▸ To do
Please rewrite everything from the line containing "Where can the green tree" down to the end of the records, keeping the request lines unchanged. Scale each point coordinate in the answers by 0.65 and round it to a whole number, with halves rounding up, and return only those lines.

── Recorded data

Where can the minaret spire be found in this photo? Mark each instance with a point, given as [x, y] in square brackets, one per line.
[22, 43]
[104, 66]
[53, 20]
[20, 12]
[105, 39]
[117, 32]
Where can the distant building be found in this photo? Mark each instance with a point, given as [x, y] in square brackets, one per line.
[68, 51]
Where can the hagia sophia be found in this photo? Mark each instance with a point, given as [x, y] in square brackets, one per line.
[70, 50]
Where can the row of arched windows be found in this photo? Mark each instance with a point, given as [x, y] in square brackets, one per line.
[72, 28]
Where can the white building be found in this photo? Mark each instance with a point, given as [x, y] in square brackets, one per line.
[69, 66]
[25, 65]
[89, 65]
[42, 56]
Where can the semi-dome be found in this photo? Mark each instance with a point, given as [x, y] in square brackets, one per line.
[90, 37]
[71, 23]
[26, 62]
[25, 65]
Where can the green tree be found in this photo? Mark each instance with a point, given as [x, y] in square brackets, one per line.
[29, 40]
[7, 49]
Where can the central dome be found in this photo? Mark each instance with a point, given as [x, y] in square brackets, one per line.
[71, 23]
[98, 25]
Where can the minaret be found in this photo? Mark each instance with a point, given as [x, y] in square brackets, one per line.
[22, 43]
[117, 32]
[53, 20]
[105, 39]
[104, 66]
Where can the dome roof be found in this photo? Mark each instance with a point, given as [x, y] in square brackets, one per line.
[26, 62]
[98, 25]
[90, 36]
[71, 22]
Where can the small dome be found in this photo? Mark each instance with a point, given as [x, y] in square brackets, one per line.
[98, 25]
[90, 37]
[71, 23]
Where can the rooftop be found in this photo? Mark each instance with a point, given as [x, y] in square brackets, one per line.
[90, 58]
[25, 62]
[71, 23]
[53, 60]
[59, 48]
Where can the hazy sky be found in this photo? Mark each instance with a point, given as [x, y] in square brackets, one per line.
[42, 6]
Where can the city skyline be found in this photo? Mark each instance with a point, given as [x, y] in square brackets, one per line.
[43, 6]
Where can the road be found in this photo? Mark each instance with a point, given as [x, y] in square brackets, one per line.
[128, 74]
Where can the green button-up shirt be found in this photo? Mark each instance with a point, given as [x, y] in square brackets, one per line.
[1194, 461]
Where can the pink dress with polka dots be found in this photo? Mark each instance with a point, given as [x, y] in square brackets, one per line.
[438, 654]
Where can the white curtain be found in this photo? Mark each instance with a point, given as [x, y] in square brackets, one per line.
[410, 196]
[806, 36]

────

▸ Answer to the task
Where can the green tree be found in this photo? Mark each instance with a point, given as [x, y] in square brackets, one per line.
[19, 26]
[5, 32]
Where can the central dome be found in this photo? Mark each instance with a point, given as [x, y] in square brackets, one per line.
[46, 15]
[64, 16]
Where can the minaret be found in this photo? Mark each instance with a point, given as [x, y] in square brackets, one per line.
[14, 28]
[76, 21]
[34, 13]
[68, 25]
[68, 43]
Where can the dome roof be found in this photo? Mark each instance with a point, given as [x, y] in square brackets, one per line.
[17, 40]
[64, 16]
[59, 23]
[46, 14]
Where can the small dome be found in this photo? Mark each instance with a point, given as [x, y] in square brackets, one per line.
[64, 16]
[59, 24]
[46, 15]
Where can the rooftop be found in this photo? Mark each instance with a point, given as [x, y] in square brackets, one per line.
[59, 38]
[16, 40]
[46, 15]
[34, 39]
[38, 31]
Where can the hazy sky be found in this photo? Mark each instance with a point, given as [x, y] in square brackets, one per line.
[27, 4]
Where can the city skyline be found in this photo? Mark each instance with a point, given as [x, y] in square brackets, one per line.
[28, 4]
Where can the road be found in this photo? Mark each instance with a point, given as [x, y] in square brackets, one per line.
[83, 48]
Where can the green button-up shirt be found in this photo? Mark each instance with a point, given as [x, y] in square brackets, one per line.
[776, 300]
Where can the pink dress with polka dots be found in this photo? Mark each instance with a point, given as [x, y] in square brackets, one per line.
[285, 425]
Where can the white curtain be found in this photo? Mark each instance with a point, given as [x, y] in square brackets, one per line.
[267, 127]
[524, 23]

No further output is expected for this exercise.